What you need to do =>
a – Using the passage on compressor temperature control, decide whether each statement agrees with it: (i) the predetermined temperature threshold may fall between ten and twenty degrees Fahrenheit; (ii) the desired compressor temperature may be based on the product of the ambient temperature and a threshold; (iii) the rate of change of the compressor temperature is determined over the first time period. Give yes or no for each, with the deciding words from the passage quoted.
b – According to the passage on compressor temperature control, in what state is electric current supplied to the stator?
c – Write the next part of the passage on compressor temperature control, starting after its final sentence.

Source =>
= = = =

In other features, the control module may determine the desired compressor temperature based on a sum of the ambient temperature and a predetermined temperature threshold.
In other features, the predetermined temperature threshold may be between ten and twenty degrees Fahrenheit.
In other features, the system may include a first temperature sensor that generates a first temperature signal corresponding to a compressor temperature and a second temperature sensor that generates a second temperature signal corresponding to at least one of a temperature of an inverter board of the variable frequency drive, a temperature of a power factor correction module of the variable frequency drive, and a suction tube temperature. The control module may receive the first and second temperature signals, determine a desired compressor temperature based on the second temperature, compare the compressor temperature with the desired compressor temperature, and determine an amount of electric current to supply to the stator in the off state based on the comparison.
In other features, the system may include a compressor temperature sensor that generates a compressor temperature signal corresponding to a compressor temperature. The stator may heat the compressor for a first time period and the control module may receive the compressor temperature signal, determine a rate of change of the compressor temperature over a second time period, after the first time period, and calculate an amount of current to supply to the stator based on the rate of change.

= = = =

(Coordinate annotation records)
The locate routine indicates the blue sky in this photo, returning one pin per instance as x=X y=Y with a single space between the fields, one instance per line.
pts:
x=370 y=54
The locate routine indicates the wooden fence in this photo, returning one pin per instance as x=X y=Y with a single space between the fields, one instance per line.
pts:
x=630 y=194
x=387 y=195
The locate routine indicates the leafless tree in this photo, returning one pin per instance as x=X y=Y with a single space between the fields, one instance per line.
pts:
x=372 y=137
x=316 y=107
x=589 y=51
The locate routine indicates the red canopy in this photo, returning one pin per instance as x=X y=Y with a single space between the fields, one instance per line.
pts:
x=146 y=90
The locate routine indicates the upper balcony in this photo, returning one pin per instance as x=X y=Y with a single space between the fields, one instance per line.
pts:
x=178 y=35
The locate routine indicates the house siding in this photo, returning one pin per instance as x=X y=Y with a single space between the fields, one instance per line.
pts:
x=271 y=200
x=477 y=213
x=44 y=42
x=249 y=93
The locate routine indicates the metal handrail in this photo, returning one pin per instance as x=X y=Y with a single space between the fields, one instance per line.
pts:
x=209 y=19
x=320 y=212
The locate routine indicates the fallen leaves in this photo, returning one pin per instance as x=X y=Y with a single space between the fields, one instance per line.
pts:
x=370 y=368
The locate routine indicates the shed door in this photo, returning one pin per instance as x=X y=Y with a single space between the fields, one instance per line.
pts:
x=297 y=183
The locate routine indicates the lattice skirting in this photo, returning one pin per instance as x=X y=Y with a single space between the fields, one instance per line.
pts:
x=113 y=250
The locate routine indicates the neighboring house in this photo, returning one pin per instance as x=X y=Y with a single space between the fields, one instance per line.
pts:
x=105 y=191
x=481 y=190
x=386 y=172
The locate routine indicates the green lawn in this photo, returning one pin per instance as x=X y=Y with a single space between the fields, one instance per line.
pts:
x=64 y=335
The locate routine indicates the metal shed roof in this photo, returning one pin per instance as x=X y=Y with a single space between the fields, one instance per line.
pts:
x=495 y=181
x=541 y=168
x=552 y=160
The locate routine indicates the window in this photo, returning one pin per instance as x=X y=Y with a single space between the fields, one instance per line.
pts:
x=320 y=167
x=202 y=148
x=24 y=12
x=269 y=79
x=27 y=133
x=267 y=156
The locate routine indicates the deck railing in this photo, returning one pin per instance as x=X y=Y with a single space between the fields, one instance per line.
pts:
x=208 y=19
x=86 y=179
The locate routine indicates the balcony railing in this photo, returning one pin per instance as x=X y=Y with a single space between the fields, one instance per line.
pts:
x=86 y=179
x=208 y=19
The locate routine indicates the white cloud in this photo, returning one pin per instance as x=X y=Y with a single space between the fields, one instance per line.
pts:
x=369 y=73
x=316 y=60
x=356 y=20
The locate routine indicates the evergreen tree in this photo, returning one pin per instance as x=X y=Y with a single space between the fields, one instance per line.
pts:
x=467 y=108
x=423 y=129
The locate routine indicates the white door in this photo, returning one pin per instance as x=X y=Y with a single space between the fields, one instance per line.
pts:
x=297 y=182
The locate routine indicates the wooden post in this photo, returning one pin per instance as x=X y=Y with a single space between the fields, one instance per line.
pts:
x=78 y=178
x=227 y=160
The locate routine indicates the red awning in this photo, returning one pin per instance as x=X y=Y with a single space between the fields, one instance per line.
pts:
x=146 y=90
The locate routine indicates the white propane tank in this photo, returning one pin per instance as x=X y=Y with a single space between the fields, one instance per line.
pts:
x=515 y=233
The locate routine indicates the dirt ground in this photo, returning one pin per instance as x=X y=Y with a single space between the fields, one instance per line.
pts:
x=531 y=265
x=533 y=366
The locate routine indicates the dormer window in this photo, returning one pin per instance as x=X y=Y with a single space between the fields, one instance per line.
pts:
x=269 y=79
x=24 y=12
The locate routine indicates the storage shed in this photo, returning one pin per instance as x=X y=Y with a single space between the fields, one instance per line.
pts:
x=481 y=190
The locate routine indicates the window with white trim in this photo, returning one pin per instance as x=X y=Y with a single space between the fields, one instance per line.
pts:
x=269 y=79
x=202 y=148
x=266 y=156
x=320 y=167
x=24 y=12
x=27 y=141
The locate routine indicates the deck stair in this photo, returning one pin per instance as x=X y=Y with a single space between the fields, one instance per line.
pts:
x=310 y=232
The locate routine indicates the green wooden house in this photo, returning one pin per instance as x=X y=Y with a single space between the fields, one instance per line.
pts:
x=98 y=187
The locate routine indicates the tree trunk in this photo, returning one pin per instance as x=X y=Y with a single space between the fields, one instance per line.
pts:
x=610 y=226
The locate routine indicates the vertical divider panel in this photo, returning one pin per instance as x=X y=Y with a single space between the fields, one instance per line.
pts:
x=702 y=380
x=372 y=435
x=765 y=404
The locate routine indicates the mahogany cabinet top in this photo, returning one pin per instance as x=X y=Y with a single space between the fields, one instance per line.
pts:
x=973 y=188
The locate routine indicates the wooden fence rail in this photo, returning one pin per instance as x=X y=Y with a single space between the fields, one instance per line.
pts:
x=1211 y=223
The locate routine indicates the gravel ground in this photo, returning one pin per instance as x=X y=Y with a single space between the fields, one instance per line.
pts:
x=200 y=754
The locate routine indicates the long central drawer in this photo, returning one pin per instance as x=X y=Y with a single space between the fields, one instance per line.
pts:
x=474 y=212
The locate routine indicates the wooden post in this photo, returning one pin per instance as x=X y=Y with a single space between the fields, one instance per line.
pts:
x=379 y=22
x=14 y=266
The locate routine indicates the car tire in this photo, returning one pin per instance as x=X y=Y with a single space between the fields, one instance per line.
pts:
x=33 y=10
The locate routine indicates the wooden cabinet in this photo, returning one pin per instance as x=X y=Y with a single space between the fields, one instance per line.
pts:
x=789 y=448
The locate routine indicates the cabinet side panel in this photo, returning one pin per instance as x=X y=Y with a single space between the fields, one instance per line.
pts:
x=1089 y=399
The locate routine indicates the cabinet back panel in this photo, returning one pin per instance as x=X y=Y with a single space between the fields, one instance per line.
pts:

= = = =

Exercise results =>
a –
(i) Yes: "the predetermined temperature threshold may be between ten and twenty degrees Fahrenheit."
(ii) No: "based on a sum of the ambient temperature and a predetermined temperature threshold."
(iii) No: "determine a rate of change of the compressor temperature over a second time period, after the first time period."

b – The off state.

c –
A method includes driving a compression mechanism of a compressor with an electric motor by driving the electric motor with a variable frequency drive that varies a frequency of a voltage delivered to the electric motor in an on state, and not driving the compression mechanism with the electric motor in an off state. The method also includes heating the compressor by supplying electric current to a stator of the electric motor with the variable frequency drive to heat the stator of the electric motor in the off state.
In other features, the method may include controlling a speed of the electric motor in the on state with a control module connected to the variable frequency drive and controlling, with the control module, the electric current supplied to the stator of the electric motor in the off state.
In other features, the method may include generating a temperature signal corresponding to a temperature of the compressor, receiving the temperature signal with the control module, and controlling, with the control module, the electric current supplied to the stator of the electric motor in the off state to maintain the temperature of the compressor above a predetermined temperature threshold.
In other features, the predetermined temperature threshold may be zero degrees Fahrenheit.
In other features, generating the temperature signal may include measuring a temperature of a lubricant in a lubricant sump of the compressor.
In other features, generating the temperature signal may include measuring a temperature of the compression mechanism.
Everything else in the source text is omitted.